WRITTEN EXERCISE 1: Name every poster whose username appears in the forum thread on a 40 gallon breeder planted aquarium, listing each one once.

DOCUMENT SECTION:
□ □ □
# 40 Gallon Breeder Planted Aquarium



## psych (Jan 7, 2013)

Black Diamond blasting sand is black. It's cheap. And available at most tractor supply stores from what I hear. I believe it's inert so you would have to add your own ferts. Root tabs or something, I would assume. I don't have personal experience with it but was considering using it and did some research. A quick search on this forum for black diamond might lead you to a thread where people posted pictures so you can have an idea of what you're looking like. The internet says it's $7.99 for a 50 lb bag so that would probably meet your "not too expensive" criteria as well. Certainly cheaper than $20 for a 20 lb bag of eco complete. 

Also, it's worth mentioning I've seen people go back and forth on whether or not its safe for cory's due to its somewhat abrasive nature but many people have had no problems. Again, no personal experience here. 

I'll try and find the link.

*Edit* Success! http://www.plantedtank.net/forums/showthread.php?t=153192

Some people have managed to create some awesome looking tanks.


----------



## latchdan (Sep 7, 2007)

I'm using Safe-T-Sorb, I also am starting a 40B, cost about 10 bucks for 80lbs. Tractor supply also sells it. (I got more then I'll use though.) It looks similar to seachems flourite if you know what that looks like.


----------



## 34KING18 (Aug 1, 2014)

Is it inert? I'd like something that is not inert and that I would not need to add ferts.


----------



## latchdan (Sep 7, 2007)

34KING18 said:


> Is it inert? I'd like something that is not inert and that I would not need to add ferts.


You will have to add something eventually.


----------



## FatherLandDescendant (Jul 24, 2014)

I mixed a 20lb bag of eco-compleat with a smal guage smooth finish aquarium gravel from wallymart on top of a thin peat layer. I have a 3" or 4" substrate layer in my 40b. The rooted plants are taking to it just fine it seems, though I think some root tabs are in order. The growth on my swords is good, as well as the other various rooted plants in my mishmosh collection.


----------
□ □ □
ENTRIES PROVIDED:
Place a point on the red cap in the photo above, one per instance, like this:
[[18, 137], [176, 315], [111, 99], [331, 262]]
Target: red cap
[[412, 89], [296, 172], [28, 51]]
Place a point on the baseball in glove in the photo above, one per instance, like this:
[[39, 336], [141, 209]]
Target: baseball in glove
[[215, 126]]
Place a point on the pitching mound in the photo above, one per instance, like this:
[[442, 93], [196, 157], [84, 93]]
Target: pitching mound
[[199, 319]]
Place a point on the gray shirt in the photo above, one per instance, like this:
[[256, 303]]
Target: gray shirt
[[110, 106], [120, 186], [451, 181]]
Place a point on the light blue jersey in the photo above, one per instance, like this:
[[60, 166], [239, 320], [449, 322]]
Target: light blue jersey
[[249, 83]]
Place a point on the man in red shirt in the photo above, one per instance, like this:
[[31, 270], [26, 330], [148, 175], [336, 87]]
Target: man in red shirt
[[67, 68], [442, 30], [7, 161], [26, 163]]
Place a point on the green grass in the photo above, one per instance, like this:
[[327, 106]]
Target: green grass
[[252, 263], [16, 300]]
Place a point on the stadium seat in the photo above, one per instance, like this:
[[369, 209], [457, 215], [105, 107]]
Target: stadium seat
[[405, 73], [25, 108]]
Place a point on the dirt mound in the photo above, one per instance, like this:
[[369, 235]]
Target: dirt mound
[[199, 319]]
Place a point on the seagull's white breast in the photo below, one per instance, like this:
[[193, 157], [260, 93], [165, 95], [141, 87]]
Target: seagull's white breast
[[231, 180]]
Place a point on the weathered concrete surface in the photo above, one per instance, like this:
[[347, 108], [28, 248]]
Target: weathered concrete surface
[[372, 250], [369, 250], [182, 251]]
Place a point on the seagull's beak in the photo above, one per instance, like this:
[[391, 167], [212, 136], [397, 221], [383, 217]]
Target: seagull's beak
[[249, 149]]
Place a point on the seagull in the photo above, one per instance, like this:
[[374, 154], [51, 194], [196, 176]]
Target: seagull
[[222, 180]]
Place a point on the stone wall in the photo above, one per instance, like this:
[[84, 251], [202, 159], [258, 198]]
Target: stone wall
□ □ □
WRITTEN EXERCISE 2: Substitute "blue cap" for "red cap" in the rows, from the first row through the line containing "[[412, 89], [296, 172], [28, 51]]", keep everything else the same, and give back only those lines.

FULL SOLUTION 1: psych, latchdan, 34KING18, FatherLandDescendant

FULL SOLUTION 2:
Place a point on the blue cap in the photo above, one per instance, like this:
[[18, 137], [176, 315], [111, 99], [331, 262]]
Target: blue cap
[[412, 89], [296, 172], [28, 51]]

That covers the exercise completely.